FRAGMENTO SELECCIONADO:
++++++++++++++++++++

Vinieron con el coronavirus y posiblemente se irán con él…
Los tres animales llegaron al barrio por ahí de junio del año pasado, cuando la gente de veras tuvo miedo de salir de sus casas porque podía quedar muerto ahí, en la banqueta, víctima del virus que amenazaba con extinguir a la humanidad y que puso por primera vez en un semáforo color rojo a todo el estado.
Por el cielo, las parvadas de cotorras firmando el cielo azul eran más frecuentes y su graznido en pleno vuelo o sobre las copas de algunos árboles altos subía a primer plano entre el aparente silencio que se había instalado en San Antón.
Pocos autos y camiones transitan durante el día por la calle H. Preciado, los canes se podían distinguir muy bien porque eran tres y andaban siempre juntos.
Cuando el mayor y más gordo se ponía en cuatro patas, los demás lo imitaban e iban hacia donde él se dirigía.

++++++++++++++++++++

TAREAS PENDIENTES:
1. Transcribe el fragmento seleccionado: empieza en las palabras que contienen "Pocos autos y" y detente después de "andaban siempre juntos.".
2. Responde según el fragmento seleccionado:
(a) ¿Alrededor de qué mes del año pasado llegaron los tres animales al barrio?
(b) ¿Qué aves formaban parvadas en el cielo azul?
(c) ¿Cómo se llama la calle por la que transitan pocos autos y camiones durante el día?

EXTRACTO DE DATOS:
++++++++++++++++++++

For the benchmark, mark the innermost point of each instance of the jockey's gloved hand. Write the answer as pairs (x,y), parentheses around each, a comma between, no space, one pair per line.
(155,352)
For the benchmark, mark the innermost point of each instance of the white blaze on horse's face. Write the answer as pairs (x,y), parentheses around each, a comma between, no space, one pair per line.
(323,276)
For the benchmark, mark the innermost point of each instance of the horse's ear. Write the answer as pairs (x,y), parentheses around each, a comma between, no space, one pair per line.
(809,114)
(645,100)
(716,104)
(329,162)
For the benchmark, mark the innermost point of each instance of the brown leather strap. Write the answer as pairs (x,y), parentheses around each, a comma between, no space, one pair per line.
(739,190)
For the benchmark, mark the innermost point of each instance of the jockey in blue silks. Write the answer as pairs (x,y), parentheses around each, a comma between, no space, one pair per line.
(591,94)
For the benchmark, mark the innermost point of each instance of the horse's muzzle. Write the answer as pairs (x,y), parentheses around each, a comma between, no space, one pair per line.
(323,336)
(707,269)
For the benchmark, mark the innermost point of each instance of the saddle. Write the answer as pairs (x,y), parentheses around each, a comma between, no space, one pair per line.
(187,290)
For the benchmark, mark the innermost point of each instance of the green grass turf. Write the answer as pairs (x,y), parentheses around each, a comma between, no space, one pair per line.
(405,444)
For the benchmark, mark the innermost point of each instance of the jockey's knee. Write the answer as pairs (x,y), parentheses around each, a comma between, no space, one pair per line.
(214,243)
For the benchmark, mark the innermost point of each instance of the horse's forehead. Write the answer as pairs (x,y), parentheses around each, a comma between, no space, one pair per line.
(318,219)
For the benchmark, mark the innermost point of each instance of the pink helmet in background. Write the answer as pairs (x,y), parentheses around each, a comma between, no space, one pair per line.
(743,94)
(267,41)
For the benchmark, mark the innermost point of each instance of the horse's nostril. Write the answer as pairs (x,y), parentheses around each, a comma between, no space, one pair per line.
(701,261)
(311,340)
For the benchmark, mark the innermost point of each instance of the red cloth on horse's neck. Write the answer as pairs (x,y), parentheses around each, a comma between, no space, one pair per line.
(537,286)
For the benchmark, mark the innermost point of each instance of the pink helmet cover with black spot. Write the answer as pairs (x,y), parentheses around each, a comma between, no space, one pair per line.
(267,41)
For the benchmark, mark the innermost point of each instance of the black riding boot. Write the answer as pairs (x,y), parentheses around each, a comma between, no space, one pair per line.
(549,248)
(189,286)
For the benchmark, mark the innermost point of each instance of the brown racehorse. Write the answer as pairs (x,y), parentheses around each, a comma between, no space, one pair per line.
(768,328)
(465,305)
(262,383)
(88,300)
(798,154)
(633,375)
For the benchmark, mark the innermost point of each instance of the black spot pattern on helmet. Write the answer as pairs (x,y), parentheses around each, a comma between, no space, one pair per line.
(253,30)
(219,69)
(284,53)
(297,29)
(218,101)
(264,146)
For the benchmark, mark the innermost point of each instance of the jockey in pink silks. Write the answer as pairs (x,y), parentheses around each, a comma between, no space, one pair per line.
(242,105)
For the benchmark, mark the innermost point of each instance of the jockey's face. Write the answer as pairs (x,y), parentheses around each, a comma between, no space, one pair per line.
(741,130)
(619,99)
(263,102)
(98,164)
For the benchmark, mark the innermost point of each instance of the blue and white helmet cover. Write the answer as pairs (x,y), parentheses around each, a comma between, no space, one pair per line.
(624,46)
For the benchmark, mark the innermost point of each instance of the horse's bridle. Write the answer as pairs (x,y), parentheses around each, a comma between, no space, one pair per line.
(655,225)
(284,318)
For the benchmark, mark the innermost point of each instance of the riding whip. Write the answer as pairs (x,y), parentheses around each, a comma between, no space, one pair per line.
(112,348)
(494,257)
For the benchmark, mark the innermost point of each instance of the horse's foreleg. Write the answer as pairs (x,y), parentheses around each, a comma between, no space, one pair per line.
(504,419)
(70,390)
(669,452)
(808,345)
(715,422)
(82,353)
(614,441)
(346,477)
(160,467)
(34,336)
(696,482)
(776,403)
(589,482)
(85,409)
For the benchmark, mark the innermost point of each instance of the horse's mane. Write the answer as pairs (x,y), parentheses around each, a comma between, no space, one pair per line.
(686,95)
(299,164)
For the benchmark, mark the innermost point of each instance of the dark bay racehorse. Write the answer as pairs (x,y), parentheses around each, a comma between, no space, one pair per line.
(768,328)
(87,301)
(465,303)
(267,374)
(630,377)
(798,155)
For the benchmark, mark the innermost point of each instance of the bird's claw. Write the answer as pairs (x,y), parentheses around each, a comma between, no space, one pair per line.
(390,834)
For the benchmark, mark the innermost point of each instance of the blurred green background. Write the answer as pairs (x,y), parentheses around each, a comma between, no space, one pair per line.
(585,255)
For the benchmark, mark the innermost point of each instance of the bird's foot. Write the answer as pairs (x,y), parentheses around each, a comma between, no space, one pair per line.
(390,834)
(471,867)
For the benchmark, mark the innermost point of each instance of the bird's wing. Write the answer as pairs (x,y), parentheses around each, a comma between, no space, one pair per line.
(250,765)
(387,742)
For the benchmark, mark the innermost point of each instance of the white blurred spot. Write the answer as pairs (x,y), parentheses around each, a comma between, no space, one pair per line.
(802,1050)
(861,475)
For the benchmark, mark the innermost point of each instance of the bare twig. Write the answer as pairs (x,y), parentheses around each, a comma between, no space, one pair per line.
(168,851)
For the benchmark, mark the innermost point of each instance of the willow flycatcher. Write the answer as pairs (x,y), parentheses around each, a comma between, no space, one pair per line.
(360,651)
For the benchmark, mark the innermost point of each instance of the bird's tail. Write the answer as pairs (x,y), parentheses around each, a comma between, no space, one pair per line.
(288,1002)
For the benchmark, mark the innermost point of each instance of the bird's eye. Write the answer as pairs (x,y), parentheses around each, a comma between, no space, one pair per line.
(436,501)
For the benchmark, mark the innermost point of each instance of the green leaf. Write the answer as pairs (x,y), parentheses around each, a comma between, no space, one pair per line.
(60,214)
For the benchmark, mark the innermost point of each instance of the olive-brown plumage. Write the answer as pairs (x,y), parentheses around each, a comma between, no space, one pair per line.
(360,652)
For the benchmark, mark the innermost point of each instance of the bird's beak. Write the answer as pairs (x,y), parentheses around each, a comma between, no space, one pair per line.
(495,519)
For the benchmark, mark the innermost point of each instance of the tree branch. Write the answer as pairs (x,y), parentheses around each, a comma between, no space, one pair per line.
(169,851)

++++++++++++++++++++

RESULTADOS POR TAREA:
1.
Pocos autos y camiones transitan durante el día por la calle H. Preciado, los canes se podían distinguir muy bien porque eran tres y andaban siempre juntos.

2.
(a) Por ahí de junio.
(b) Las cotorras.
(c) La calle H. Preciado.